■ Task description ■
Print every line of the data below verbatim, character for character.

■ Input material ■
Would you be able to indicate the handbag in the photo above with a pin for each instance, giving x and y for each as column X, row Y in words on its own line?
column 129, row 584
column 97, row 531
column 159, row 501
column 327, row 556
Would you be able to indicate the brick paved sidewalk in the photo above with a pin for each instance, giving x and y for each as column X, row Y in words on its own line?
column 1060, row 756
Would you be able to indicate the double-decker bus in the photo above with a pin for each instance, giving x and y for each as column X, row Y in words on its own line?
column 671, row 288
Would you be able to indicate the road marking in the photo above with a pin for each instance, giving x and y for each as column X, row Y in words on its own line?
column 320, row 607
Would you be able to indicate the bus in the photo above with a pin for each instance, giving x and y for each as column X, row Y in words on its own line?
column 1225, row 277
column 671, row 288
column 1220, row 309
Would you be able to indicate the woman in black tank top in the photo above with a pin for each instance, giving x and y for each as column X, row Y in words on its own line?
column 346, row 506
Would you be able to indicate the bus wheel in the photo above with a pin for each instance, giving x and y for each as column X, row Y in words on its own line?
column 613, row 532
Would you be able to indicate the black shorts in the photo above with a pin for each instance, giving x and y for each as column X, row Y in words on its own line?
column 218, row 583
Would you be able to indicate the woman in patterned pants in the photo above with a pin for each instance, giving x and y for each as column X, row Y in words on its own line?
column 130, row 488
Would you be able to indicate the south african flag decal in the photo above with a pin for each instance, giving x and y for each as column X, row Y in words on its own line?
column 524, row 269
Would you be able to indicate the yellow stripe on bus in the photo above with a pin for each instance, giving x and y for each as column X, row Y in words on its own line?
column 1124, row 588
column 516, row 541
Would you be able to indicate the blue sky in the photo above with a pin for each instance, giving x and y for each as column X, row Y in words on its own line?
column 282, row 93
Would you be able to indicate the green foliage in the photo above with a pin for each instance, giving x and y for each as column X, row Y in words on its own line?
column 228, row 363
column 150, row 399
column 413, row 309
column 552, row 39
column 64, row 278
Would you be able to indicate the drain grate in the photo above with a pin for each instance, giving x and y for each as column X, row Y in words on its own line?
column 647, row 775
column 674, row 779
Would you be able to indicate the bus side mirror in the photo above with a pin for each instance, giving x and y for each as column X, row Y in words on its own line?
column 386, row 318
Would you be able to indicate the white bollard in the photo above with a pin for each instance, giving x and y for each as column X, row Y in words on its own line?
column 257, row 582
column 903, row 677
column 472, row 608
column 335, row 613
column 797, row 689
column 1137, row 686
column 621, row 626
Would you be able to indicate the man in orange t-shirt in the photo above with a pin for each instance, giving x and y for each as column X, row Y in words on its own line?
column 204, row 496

■ Solution to the exercise ■
Would you be able to indicate the handbag in the photo above with a pin for each instance, giving x and y for each as column X, row Y in words on its own line?
column 129, row 584
column 97, row 531
column 159, row 501
column 327, row 556
Would you be able to indicate the brick paved sidewalk in the photo above with a pin for each instance, giving x and y for each as column X, row Y in words on its own line?
column 1060, row 756
Would you be able to indicate the double-decker bus in the photo above with a pin for each instance, giving x and y for each as column X, row Y in words on its own line?
column 671, row 288
Would you be able to indicate the road marking in the photo above with a pin for each instance, giving x and y for each as column X, row Y in words on its own line?
column 320, row 607
Would you be able to indicate the bus in the photo above with a pin for each instance, giving x and y for each as column X, row Y in words on its own line?
column 1225, row 277
column 671, row 288
column 1220, row 309
Would you be able to indicate the woman in black tank top in the photo above with a pin for each instance, giving x and y for each as column X, row Y in words on its own line?
column 346, row 506
Would you be able to indicate the bus wheel in the photo above with a pin for each instance, giving x and y for each as column X, row Y in words on its own line?
column 613, row 532
Would you be able to indicate the black shorts in the photo above with a pin for each instance, giving x and y for each as column X, row Y in words on its own line?
column 218, row 583
Would you be able to indicate the woman in patterned pants in the photo above with a pin for each instance, giving x and y for each as column X, row Y in words on its own line?
column 130, row 488
Would you be able to indicate the south african flag decal in the photo above with a pin for each instance, giving x and y for each as column X, row Y in words on its own line?
column 524, row 269
Would you be able to indicate the yellow stripe on bus in the photo above with a pin for each instance, giving x and y for each as column X, row Y in words on its own line?
column 1124, row 588
column 516, row 541
Would you be able to indicate the blue sky in the photo above with a pin for each instance, giving x and y for each as column X, row Y in words on its own line?
column 282, row 93
Would you be able to indicate the green foliage in the photo above with a pin for each instance, giving x and y for each as column X, row Y in words on its own line?
column 228, row 363
column 150, row 399
column 413, row 309
column 552, row 39
column 64, row 278
Would you be able to indicate the drain grate in the photo above with a pin for each instance, giving x and y for each as column X, row Y in words on its own line?
column 647, row 775
column 674, row 779
Would you be able to indicate the bus side mirror in the photo above with a pin for each instance, giving x and y for each as column X, row Y in words on its own line?
column 386, row 318
Would you be able to indicate the white bollard in the photo above with a pin for each instance, giving x and y for each as column X, row Y in words on its own line?
column 257, row 582
column 903, row 677
column 472, row 608
column 335, row 613
column 797, row 689
column 1137, row 686
column 621, row 626
Would you be able to indicate the man in orange t-shirt in the photo above with a pin for each instance, giving x and y for each as column X, row Y in words on its own line?
column 204, row 496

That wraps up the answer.